begin The input

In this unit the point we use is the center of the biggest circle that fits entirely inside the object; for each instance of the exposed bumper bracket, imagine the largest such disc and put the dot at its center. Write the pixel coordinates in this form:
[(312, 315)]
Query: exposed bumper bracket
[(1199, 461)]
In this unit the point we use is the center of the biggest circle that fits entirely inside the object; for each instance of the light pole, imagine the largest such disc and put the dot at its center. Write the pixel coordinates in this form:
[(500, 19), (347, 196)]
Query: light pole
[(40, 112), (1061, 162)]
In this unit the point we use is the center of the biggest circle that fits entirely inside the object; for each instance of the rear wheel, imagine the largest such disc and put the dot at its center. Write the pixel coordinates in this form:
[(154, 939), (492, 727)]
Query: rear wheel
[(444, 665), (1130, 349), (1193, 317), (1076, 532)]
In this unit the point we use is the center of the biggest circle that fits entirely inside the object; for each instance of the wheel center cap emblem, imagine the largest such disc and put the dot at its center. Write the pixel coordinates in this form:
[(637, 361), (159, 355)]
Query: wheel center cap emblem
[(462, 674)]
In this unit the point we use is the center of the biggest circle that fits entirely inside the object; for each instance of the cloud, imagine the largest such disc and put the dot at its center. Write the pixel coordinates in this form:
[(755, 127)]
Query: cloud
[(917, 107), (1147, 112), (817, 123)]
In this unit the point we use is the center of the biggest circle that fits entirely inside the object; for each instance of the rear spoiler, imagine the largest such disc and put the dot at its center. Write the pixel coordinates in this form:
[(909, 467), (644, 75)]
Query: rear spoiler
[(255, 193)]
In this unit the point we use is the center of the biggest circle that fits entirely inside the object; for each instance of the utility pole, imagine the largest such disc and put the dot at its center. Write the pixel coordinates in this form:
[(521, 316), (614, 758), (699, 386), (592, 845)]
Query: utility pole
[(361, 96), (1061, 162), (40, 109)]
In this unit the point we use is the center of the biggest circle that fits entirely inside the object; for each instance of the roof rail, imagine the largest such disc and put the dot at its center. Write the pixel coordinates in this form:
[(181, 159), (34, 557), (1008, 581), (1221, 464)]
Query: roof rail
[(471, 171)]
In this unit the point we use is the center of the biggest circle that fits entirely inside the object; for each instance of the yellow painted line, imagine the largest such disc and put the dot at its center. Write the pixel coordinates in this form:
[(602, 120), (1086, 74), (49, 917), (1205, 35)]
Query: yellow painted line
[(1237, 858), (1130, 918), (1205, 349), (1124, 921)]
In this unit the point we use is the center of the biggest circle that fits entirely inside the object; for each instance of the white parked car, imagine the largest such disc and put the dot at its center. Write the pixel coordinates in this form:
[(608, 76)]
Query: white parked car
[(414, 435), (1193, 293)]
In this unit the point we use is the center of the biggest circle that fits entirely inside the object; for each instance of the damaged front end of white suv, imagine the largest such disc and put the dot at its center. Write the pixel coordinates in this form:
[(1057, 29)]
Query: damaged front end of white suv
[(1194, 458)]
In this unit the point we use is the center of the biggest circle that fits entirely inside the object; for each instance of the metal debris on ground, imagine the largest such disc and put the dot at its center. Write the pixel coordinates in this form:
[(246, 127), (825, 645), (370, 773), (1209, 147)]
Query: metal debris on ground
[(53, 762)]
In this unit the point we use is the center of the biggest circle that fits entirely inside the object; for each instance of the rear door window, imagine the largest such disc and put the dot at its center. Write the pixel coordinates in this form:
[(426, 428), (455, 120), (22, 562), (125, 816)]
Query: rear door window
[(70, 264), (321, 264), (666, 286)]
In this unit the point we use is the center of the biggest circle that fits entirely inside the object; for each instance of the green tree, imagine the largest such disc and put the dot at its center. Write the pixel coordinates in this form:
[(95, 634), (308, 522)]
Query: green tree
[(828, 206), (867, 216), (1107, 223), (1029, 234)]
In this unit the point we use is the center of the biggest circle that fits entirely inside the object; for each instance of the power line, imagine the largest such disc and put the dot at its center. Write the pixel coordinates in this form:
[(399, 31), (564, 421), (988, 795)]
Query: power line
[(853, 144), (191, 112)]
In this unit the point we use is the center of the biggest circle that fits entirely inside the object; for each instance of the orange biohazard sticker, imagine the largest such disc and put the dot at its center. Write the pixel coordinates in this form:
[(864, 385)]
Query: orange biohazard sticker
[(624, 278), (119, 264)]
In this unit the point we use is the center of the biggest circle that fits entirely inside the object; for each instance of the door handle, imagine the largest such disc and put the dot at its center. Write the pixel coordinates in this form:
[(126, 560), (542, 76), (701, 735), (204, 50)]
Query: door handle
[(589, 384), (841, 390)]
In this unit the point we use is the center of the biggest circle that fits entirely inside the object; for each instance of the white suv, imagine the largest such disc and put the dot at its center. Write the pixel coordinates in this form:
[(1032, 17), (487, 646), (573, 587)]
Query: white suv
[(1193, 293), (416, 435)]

end The input

- _Exercise instructions_: Output every one of the items above again, with no changes.

- _The solution_:
In this unit the point we use is the center of the biggest circle that fits entirely inside the object; for each instance of the exposed bumper bracket, imagine the largest such disc and put the dot at its center. Write the pixel coordinates in this form:
[(312, 315)]
Query: exposed bumper bracket
[(1199, 461)]
In this unit the point we use is the center of the biggest circle that fits entirely inside the object; for each instance of the light pole, imagine the largest such disc and put the dot at its center. Write the pixel coordinates in this form:
[(500, 19), (347, 196)]
Query: light pole
[(40, 112), (1061, 162)]
In this unit the point we use is the center of the biggest circle that fits entirely inside the object; for each instance of the rear wheel, imagine the largest such disc and put the dot at its center. Write the pixel coordinates in this form:
[(154, 939), (492, 727)]
Query: rear wheel
[(444, 665), (1130, 349), (1193, 317), (1076, 532)]
In this unit the point we use is the center of the biggest circle that fits entirely inside the object; for each instance of the wheel center cap emblem, imagine the largest such disc and put the dot at its center. Write the pixel coordinates in this form:
[(637, 361), (159, 355)]
Query: wheel center cap emblem
[(462, 674)]
In this unit the point we use is the center of the biggest circle that fits entirely inside the object; for each instance of the cloud, imagine the largest such disc and put the dot at its center. Write the pixel coordinates in this form:
[(755, 127)]
Query: cloud
[(917, 107), (1147, 112), (817, 123)]
In this unit the point we use is the center of the biggest circle that fits entirely inside the object; for each instance of the rear spoiler, imagine the largest such disc and put the dot at its center. Write the pixel coordinates in this form:
[(909, 467), (644, 75)]
Query: rear spoiler
[(255, 193)]
In this unit the point we use is the center of the biggest circle that fits entirely inside the object; for each instance of the utility pole, imagine the largest such disc and put the dot at its center. Write the pixel coordinates in this form:
[(521, 316), (614, 758), (699, 386), (592, 845)]
Query: utility pole
[(361, 96), (1061, 162), (40, 109)]
In this unit the point we use is the center of the biggest circle that fits entirely inside the object; for each instance of the roof rail, imagine the largest such disc and put the dot at its center. Write the pixel coordinates in this form:
[(181, 159), (34, 557), (1008, 581), (1221, 464)]
Query: roof rail
[(471, 171)]
In this unit the point we use is the center of the biggest circle that fits entirely inside the object; for each instance of the yellow painted line, imagine the largest such disc and put the dot at its center. Write the pixel coordinates in this form:
[(602, 120), (1086, 74), (49, 917), (1205, 35)]
Query: yellow painted line
[(1237, 858), (1130, 918), (1205, 349), (1124, 921)]
In this unit the point we use is the center of the biggest circle that fits entirely inside the object; for each instance of the white parked car, imagine the largest such disc and put the dot at its center. Write the pixel coordinates in this form:
[(608, 76)]
Query: white parked car
[(414, 435), (1193, 293)]
In this unit the point we use is the center of the biggest circle that fits entirely inside the object; for each instance of the damaged front end of white suv, imagine the largest such disc and put the dot at its center. Write the pixel coordinates in this form:
[(1057, 29)]
Query: damaged front end of white suv
[(1194, 458)]
In this unit the point we use is the center of the biggest circle that fits entirely inside the object; for each instance of the metal debris on ground, imagine the largest such disc and put the dot at its center. Write the pixel coordinates in this form:
[(246, 127), (825, 645), (370, 773), (1209, 147)]
Query: metal debris on ground
[(53, 762)]
In this unit the point we use is the center of the biggest circle that fits entirely inside the object; for each instance of the rear door window, imagine the largest such disc and put the dot at its center. Write the pixel coordinates in this form:
[(426, 428), (455, 120), (22, 562), (125, 816)]
Query: rear door window
[(70, 264), (321, 264), (666, 286)]
In this unit the point we use is the center of the biggest circle that fits entirely inside the object; for each instance of the green tree, imagine the largest such disc and put the dot at its center. Write the pixel coordinates in this form:
[(95, 634), (308, 522)]
Query: green tree
[(828, 206), (867, 216), (1107, 223), (1029, 234)]
In this unit the point we use is the center of the biggest circle that fits entirely inside the object; for each instance of the power line, imagine the largest such disc and put the dot at its center. Write the pixel coordinates in this form:
[(399, 31), (564, 421), (988, 795)]
Query: power line
[(853, 144), (191, 112)]
In this unit the point we use is the center of the biggest circle that fits entirely inside the object; for each instance of the orange biohazard sticker, imagine the largest such disc and put the dot at its center. Write the pixel coordinates in this form:
[(864, 385)]
Query: orange biohazard sticker
[(624, 278), (119, 264)]
In this unit the point we use is the center of the biggest circle that fits entirely inside the object; for each instance of the door handle, imagine the largest such disc and put the dot at its center. Write the pixel coordinates in this form:
[(126, 560), (542, 76), (701, 735), (204, 50)]
Query: door handle
[(589, 384), (841, 390)]
In this unit the point we use is the center of the biggest circle that fits entirely inside the object; for each instance of the white suv, imagine the largest such disc and put the dot at its center. Write the pixel coordinates in this form:
[(1032, 17), (487, 646), (573, 587)]
Query: white suv
[(1193, 293), (416, 435)]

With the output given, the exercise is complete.